(Dataset excerpts)

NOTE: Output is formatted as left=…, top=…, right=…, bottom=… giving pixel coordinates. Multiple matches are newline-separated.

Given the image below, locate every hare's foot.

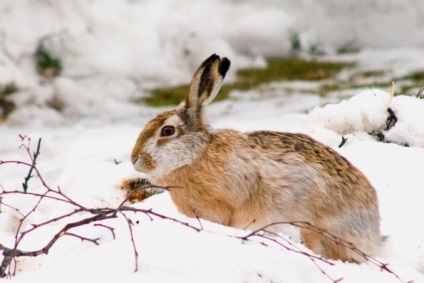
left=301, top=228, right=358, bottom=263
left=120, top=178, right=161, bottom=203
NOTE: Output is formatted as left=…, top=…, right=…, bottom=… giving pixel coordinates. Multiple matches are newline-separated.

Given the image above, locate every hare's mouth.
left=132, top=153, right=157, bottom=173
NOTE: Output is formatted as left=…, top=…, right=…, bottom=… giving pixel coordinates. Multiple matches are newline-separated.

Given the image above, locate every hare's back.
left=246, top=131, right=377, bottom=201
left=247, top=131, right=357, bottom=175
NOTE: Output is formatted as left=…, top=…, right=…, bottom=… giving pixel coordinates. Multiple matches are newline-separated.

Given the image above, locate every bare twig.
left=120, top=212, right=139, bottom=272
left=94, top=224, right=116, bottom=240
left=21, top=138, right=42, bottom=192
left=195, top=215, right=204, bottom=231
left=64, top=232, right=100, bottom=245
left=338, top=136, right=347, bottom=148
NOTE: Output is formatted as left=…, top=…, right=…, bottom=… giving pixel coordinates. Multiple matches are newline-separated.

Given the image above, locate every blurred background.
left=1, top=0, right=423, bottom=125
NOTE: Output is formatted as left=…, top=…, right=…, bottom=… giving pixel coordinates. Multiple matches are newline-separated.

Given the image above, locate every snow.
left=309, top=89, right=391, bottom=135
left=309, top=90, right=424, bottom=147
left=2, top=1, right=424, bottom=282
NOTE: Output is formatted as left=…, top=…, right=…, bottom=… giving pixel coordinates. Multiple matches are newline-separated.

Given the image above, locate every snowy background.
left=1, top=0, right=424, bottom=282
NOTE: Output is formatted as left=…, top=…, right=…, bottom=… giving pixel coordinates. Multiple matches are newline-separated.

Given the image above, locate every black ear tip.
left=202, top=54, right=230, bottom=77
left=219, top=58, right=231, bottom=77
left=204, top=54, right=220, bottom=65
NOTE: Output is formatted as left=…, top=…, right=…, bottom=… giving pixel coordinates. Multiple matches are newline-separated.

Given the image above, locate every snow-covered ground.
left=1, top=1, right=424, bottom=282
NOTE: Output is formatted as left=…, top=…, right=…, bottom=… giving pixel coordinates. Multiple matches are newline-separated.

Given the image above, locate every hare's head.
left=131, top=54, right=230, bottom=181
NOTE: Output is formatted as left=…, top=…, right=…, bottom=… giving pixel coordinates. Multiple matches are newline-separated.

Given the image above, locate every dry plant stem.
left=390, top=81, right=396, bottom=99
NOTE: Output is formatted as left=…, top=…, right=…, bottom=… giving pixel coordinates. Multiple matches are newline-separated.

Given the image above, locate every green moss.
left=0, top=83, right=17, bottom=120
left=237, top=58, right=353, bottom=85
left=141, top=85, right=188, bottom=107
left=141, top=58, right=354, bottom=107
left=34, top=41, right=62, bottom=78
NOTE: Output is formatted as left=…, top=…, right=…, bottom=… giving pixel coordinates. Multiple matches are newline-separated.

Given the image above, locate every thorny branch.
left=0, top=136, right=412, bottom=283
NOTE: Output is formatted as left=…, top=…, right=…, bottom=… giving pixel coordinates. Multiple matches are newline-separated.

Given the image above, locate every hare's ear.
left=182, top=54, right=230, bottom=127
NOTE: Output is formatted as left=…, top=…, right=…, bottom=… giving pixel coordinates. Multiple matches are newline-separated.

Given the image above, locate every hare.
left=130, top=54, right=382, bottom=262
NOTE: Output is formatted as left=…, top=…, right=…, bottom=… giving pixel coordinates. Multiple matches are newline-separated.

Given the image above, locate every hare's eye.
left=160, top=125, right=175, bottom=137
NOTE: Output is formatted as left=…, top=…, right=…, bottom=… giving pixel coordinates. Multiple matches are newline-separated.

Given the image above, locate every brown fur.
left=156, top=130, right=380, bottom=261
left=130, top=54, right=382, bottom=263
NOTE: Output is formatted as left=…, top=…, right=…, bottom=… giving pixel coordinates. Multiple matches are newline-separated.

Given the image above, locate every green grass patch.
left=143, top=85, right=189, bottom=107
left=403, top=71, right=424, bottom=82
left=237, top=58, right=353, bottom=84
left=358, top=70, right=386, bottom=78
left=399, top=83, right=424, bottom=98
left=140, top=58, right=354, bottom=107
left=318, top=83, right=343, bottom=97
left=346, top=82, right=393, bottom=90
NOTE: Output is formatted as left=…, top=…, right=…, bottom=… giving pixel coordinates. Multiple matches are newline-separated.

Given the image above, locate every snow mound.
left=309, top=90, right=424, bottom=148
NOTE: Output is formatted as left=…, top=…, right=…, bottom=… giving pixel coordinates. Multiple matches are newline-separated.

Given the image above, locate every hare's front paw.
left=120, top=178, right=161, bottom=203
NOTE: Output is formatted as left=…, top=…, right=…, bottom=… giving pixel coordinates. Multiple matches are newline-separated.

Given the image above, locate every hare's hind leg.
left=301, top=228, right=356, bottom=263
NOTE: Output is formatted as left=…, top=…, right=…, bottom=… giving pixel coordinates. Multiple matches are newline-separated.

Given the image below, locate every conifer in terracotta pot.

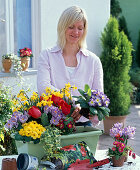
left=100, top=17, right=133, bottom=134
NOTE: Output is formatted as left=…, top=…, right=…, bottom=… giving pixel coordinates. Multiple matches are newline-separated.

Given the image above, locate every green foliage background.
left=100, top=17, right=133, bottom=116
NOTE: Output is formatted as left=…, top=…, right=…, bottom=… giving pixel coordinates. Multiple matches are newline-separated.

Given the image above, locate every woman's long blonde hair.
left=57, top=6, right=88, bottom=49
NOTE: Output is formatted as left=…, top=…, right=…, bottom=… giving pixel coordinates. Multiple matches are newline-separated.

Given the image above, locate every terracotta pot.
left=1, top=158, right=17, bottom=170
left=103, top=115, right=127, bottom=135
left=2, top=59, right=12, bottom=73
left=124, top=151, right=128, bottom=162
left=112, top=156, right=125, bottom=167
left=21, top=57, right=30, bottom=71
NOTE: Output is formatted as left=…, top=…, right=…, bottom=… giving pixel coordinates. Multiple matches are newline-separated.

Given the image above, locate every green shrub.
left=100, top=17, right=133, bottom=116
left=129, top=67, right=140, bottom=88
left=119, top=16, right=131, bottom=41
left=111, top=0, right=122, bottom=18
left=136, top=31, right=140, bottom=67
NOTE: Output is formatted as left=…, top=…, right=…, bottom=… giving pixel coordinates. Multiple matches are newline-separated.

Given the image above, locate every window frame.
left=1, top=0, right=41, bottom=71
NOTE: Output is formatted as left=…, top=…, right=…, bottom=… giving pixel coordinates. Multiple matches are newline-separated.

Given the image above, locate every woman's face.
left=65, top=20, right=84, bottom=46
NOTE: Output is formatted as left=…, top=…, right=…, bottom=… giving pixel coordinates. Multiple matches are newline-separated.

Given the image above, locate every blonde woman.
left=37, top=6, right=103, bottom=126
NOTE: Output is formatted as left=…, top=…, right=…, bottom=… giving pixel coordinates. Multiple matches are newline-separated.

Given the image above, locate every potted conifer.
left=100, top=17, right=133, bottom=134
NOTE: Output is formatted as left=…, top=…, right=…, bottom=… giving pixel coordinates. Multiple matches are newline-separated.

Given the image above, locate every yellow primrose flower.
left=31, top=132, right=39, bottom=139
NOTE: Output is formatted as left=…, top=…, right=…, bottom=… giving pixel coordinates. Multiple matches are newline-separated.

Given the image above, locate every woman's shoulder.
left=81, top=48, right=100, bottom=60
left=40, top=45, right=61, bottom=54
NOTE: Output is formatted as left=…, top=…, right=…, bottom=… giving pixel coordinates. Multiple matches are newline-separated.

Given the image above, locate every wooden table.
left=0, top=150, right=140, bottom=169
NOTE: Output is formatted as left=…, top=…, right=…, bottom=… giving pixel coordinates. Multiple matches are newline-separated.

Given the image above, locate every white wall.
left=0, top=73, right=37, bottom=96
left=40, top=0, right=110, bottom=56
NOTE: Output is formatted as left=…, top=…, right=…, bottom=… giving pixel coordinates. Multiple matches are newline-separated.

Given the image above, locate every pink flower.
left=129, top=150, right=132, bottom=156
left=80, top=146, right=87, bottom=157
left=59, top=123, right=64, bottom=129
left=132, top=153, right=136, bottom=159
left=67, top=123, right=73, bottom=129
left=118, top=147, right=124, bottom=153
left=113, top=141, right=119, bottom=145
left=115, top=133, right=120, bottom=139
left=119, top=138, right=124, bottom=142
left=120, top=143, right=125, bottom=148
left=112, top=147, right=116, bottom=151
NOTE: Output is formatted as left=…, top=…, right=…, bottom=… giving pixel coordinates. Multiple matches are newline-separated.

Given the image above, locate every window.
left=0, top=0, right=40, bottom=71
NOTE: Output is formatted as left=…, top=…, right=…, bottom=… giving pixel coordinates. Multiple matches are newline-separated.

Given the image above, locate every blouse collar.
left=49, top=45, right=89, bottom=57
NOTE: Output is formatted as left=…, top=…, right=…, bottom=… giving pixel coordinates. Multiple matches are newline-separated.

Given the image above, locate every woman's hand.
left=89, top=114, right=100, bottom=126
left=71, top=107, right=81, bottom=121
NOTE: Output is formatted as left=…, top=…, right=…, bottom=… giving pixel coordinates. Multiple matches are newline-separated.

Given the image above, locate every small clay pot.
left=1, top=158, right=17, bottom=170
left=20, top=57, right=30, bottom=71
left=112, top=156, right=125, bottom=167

◆ Goal of the exercise
The answer must be the line containing "Given the image above, locate every blouse" and every line after it to the end of the data, each set down exactly.

◆ Answer box
Given the image above, locate every blouse collar.
left=49, top=45, right=89, bottom=57
NOTE: Output is formatted as left=…, top=…, right=…, bottom=… giving pixel coordinates. Multiple matches are newline-separated.

Given the image above, locate every woman's hand.
left=89, top=114, right=100, bottom=126
left=71, top=107, right=81, bottom=121
NOTE: Output is formatted as left=…, top=…, right=…, bottom=… giving pixel coordinates. Multiple matches are newline-separated.

Given the image above, locate every small clay pot.
left=1, top=158, right=17, bottom=170
left=20, top=57, right=30, bottom=71
left=112, top=156, right=125, bottom=167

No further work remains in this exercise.